▶ TEXT PASSAGE:
Databases: The Last 10 Years and the Next 10
A reflection on how databases evolved over the last ~10 years, and what those changes suggest about the decade ahead in the era of Agentic AI in the enterprise
This was originally delivered as a guest lecture to graduate students at Boston University’s engineering department. I am sharing it here with adjustments for a broader audience, because I believe the topic is relevant to anyone interested in data in the AI era.
Most people don’t think about databases.
They sit quietly underneath modern software systems, powering applications, storing operational data, and enabling everything from simple transactions to complex business workflows. It’s only when something fails—a payment doesn’t go through, a page doesn’t load, a number looks wrong—that their importance becomes visible.
Over the past decade, the demands on these systems have changed significantly. The rise of the internet and SaaS reshaped how they were used and what was expected of them. We are now entering another transition, where the shift is in how software systems are constructed and used in the age of AI.
This is a reflection on how databases evolved over the last ten years, and what those changes suggest about the decade ahead with the full adoption of AI in the enterprise.

Let’s quickly recap the old world. Prior to the SaaS era, most operational systems operated in environments where growth was relatively predictable. Databases were designed accordingly. Systems like Oracle RAC and IBM DB2 dominated, optimized for large enterprises with stable workloads, centralized infrastructure, and the ability to provision capacity ahead of demand.

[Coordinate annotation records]

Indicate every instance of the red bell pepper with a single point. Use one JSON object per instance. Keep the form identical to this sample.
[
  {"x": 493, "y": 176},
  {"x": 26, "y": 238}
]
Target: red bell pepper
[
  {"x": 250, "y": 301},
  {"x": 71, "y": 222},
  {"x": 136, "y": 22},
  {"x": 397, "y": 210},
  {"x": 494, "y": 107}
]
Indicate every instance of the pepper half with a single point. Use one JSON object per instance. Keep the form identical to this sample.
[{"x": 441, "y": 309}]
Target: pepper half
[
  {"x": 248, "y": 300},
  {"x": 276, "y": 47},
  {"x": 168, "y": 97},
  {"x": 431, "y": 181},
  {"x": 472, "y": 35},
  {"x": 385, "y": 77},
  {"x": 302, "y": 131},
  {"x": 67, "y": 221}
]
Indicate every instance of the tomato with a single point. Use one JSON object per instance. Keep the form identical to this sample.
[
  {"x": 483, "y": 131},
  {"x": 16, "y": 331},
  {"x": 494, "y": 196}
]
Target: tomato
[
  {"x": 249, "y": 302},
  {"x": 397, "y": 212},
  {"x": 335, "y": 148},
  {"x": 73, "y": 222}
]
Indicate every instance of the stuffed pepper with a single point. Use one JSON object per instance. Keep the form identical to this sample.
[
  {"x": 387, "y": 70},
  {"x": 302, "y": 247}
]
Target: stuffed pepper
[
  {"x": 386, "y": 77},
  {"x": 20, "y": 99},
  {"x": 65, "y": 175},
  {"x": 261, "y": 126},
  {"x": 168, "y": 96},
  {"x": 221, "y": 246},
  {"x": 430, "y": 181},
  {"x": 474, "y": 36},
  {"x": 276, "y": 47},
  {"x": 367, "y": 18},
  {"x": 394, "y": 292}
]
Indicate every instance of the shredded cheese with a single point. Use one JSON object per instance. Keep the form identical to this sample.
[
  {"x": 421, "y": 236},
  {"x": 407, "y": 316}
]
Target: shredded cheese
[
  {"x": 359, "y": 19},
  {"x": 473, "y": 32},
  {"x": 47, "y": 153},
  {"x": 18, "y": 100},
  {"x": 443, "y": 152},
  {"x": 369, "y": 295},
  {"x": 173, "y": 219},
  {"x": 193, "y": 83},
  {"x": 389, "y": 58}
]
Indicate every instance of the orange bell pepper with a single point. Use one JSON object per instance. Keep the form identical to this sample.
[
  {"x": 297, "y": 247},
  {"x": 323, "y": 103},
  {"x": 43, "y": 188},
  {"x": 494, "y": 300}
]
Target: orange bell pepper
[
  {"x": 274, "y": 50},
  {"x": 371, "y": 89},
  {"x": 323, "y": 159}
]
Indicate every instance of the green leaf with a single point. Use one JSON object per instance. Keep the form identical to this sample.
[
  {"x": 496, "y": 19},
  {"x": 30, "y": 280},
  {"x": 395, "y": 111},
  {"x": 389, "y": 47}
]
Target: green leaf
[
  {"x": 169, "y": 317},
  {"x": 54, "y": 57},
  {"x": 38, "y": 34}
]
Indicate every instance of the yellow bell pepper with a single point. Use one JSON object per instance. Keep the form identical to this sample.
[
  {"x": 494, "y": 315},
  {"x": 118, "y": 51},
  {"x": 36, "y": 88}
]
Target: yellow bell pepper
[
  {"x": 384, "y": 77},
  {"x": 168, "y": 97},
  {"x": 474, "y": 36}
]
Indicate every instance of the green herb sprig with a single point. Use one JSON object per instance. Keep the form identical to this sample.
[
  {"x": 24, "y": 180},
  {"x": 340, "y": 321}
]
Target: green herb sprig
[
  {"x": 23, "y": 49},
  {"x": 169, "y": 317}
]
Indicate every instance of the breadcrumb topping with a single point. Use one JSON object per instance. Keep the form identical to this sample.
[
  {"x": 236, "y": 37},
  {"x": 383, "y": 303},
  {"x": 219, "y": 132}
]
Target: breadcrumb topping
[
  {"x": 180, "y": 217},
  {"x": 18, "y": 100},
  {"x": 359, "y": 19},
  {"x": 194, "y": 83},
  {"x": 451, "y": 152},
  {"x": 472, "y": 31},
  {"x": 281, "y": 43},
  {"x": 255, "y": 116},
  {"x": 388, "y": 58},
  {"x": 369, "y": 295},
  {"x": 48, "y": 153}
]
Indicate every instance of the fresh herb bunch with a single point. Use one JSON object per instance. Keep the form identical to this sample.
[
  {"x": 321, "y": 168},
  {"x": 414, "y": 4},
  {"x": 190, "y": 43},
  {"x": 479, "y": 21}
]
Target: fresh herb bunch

▶ EXERCISE TASKS:
[1] Repeat the part of the databases essay that begins at "Over the past" and stops after "ahead of demand.", word for word.
[2] Answer from the databases essay:
(a) To whom, and at which department, was it first delivered as a guest lecture?
(b) Which two systems does it name as dominant before the SaaS era?
(c) What three failures does it list as moments when databases become visible?

▶ IN RESPONSE:
[1]
Over the past decade, the demands on these systems have changed significantly. The rise of the internet and SaaS reshaped how they were used and what was expected of them. We are now entering another transition, where the shift is in how software systems are constructed and used in the age of AI.
This is a reflection on how databases evolved over the last ten years, and what those changes suggest about the decade ahead with the full adoption of AI in the enterprise.

Let’s quickly recap the old world. Prior to the SaaS era, most operational systems operated in environments where growth was relatively predictable. Databases were designed accordingly. Systems like Oracle RAC and IBM DB2 dominated, optimized for large enterprises with stable workloads, centralized infrastructure, and the ability to provision capacity ahead of demand.

[2]
(a) Graduate students at Boston University's engineering department.
(b) Oracle RAC and IBM DB2.
(c) A payment doesn't go through, a page doesn't load, and a number looks wrong.